** QUESTIONS **
**a.** From the passage on a child's school support services, extract the text from "Kiddo is smart." up to and including "enjoys school greatly.".
**b.** In the passage on a child's school support services, through what plan does the district make aides available?

** DOCUMENT PASSAGE **
====
But, but, but........ they really do. They do because of those five words. "including but not limited to" means that they can't limit what counts. That's our position, anyhow, and we plan to fight. Kiddo's SPD is a chronic health impairment. It does result in a heightened alertness to environmental stimuli. It does impact her ability to function and succeed in the classroom.

There are alternatives to the IEP. Implementing a 504 plan has been suggested. Not just suggested, but hailed as the shining beacon of perfection that will be the savior of all this mess. Except... a 504 plan doesn't give a child an aide. Aides (or "paraprofessionals" as this district calls them) are only available through an IEP.

Like that? Like how they're telling us we can have the plan that doesn't guarantee the services she needs, but that she doesn't qualify for the plan that does guarantee the services she needs, and yet they acknowledge that those are, in fact, the services she needs all at the same time?

Kiddo is smart. She's extremely capable of learning in a general education classroom setting and has consistently worked at and usually above grade level. She's a happy kid, well adjusted and with good self esteem and lots of self confidence. She has many friends. She is well liked by her peers. She enjoys school greatly.

If the CSE pulls her services and removes her aide and her sensory diet, that will all change. Kiddo will not be able to succeed in the classroom. She won't be able to focus adequately if her sensory system is disregulated, which it will be if she doesn't have the support in place. She will fail. She will suffer. She will lose friends, self confidence and self esteem. (We've seen it happen before, at the first preschool Kiddo attended. It took time to get her back to normal, to have an unstressed, happy kid, and that was preschool. These are much bigger stakes now that she's older.) We've been told that if (or really, when) that comes to pass and Kiddo fails, we could then go back to the CSE and say "See? She's failing!" and then maybe they'd be more amenable to giving her an IEP and reinstating the services they took away. Hubby and I do not intend to let it get to that point.
====
** MATERIAL PROVIDED **

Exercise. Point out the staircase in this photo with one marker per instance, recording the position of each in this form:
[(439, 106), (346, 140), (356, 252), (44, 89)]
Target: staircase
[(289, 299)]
====
** TASK ANSWERS **
**a.**
Kiddo is smart. She's extremely capable of learning in a general education classroom setting and has consistently worked at and usually above grade level. She's a happy kid, well adjusted and with good self esteem and lots of self confidence. She has many friends. She is well liked by her peers. She enjoys school greatly.

**b.** Aides are available only through an IEP.